Given task: Can you set out every line of the records below as a numbered list, skipping any blank lines and leaving out the pictures?

Provided entries:
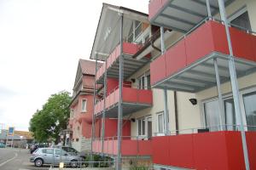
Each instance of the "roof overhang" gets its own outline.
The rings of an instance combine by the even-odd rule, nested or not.
[[[224,1],[225,6],[228,6],[235,0]],[[212,14],[218,14],[218,1],[209,0],[209,3]],[[168,0],[150,19],[150,23],[185,33],[207,17],[208,14],[206,0]]]
[[[149,23],[147,14],[103,3],[90,59],[96,60],[97,55],[97,60],[104,61],[119,43],[121,14],[124,15],[125,39],[128,37],[132,20]]]
[[[229,72],[229,55],[212,52],[164,80],[153,85],[153,88],[189,93],[197,93],[216,86],[216,74],[213,59],[217,60],[221,83],[230,80]],[[256,62],[235,57],[237,77],[256,71]]]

Finished exercise:
1. Each instance of the "roof overhang" gets its own outline.
2. The rings of an instance combine by the even-odd rule, nested or not.
3. [[[224,1],[225,6],[228,6],[235,0]],[[212,14],[218,14],[218,1],[209,0],[209,3]],[[168,0],[150,19],[150,23],[185,33],[207,17],[208,14],[206,0]]]
4. [[[149,23],[147,14],[103,3],[90,59],[96,60],[97,55],[97,60],[104,61],[119,43],[121,14],[124,15],[125,39],[128,37],[132,20]]]
5. [[[229,72],[229,55],[212,52],[164,80],[153,85],[153,88],[189,93],[197,93],[216,86],[216,74],[213,59],[217,60],[221,83],[230,80]],[[256,62],[235,57],[237,77],[256,71]]]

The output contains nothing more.